• [Reading passage]:
* * * *
Python sum of second and third element of tuple in list of tuples grouped by first

Question

How do you get the sum of second and third values in a list of tuples grouped by the first value?

Ie:

list_of_tuples = [(1, 3, 1), (1, 2, 4), (2, 1, 0), (2, 2, 0)]

expected_output = [(1, 5, 5), (2, 3, 0)]

I found several great answers on StackOverflow doing this found tuples with two values, but couldn't figure out how to adjust them for summing both second and third values.

One of the good answers for just the second value was this:

def sum_pairs(pairs):
sums = {}
for pair in pairs:
    sums.setdefault(pair[0], 0)
    sums[pair[0]] += pair[1]
return sums.items()
* * * *
• [Objective]: Write out the part of the tuple-summing question that runs from "I found several" up to and including "and third values.".

• [Data]:
* * * *
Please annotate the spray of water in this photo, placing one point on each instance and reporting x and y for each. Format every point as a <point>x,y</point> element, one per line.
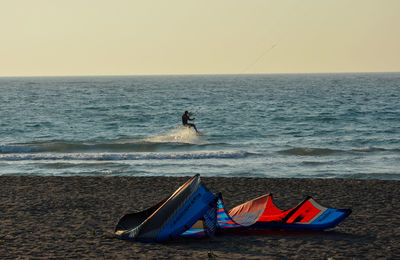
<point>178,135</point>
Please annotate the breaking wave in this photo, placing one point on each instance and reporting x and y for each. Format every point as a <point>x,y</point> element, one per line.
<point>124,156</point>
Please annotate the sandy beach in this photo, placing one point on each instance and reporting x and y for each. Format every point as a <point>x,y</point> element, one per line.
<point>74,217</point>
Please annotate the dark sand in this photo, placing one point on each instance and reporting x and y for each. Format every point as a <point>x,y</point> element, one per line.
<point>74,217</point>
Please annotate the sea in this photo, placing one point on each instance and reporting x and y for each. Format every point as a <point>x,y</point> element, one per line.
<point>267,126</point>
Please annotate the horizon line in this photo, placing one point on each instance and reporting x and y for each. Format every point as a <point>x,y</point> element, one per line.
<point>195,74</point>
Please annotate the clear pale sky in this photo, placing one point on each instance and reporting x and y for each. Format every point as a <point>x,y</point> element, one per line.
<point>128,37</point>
* * * *
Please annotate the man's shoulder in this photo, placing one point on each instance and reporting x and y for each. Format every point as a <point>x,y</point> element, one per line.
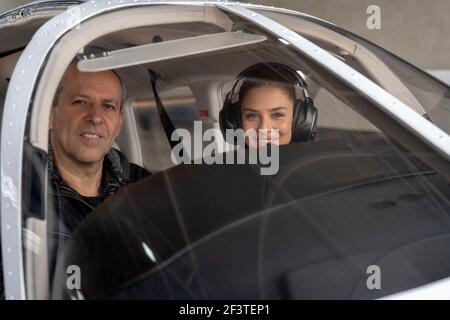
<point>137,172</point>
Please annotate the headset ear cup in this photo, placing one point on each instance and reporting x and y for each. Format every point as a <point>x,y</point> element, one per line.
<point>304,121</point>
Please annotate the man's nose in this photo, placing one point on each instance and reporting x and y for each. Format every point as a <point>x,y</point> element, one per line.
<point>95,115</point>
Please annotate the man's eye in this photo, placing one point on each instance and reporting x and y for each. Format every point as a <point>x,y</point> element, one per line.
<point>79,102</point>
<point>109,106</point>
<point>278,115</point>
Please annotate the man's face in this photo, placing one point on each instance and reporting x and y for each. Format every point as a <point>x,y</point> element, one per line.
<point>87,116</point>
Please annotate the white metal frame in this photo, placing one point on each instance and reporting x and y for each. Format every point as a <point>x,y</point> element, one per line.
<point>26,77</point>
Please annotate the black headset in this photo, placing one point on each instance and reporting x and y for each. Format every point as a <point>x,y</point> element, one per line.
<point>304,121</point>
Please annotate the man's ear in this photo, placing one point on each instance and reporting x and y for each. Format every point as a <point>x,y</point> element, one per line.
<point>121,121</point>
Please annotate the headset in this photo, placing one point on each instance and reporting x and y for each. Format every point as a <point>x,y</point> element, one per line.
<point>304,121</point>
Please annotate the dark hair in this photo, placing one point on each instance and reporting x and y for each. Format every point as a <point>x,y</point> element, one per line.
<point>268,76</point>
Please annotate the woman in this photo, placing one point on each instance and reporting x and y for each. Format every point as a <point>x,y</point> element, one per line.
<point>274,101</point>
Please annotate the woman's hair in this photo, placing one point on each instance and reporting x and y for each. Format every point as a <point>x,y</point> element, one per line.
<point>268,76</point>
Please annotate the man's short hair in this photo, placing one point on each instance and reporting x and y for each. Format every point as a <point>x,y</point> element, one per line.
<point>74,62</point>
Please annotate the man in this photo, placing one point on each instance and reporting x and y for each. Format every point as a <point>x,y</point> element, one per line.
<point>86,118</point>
* * * *
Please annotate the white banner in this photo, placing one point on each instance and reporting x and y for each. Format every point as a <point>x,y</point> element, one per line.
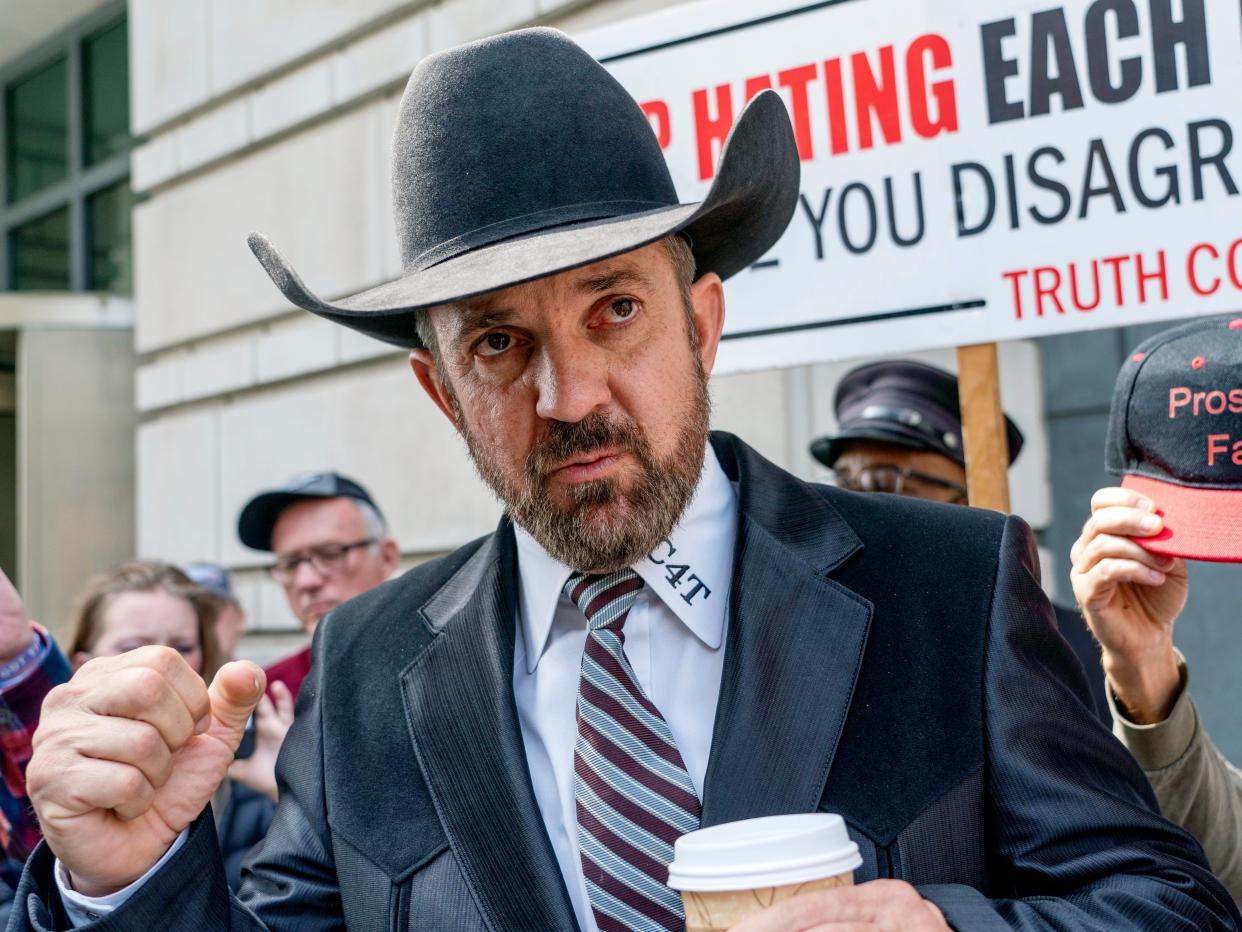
* * * *
• [Response to the task]:
I found several great answers on StackOverflow doing this found tuples with two values, but couldn't figure out how to adjust them for summing both second and third values.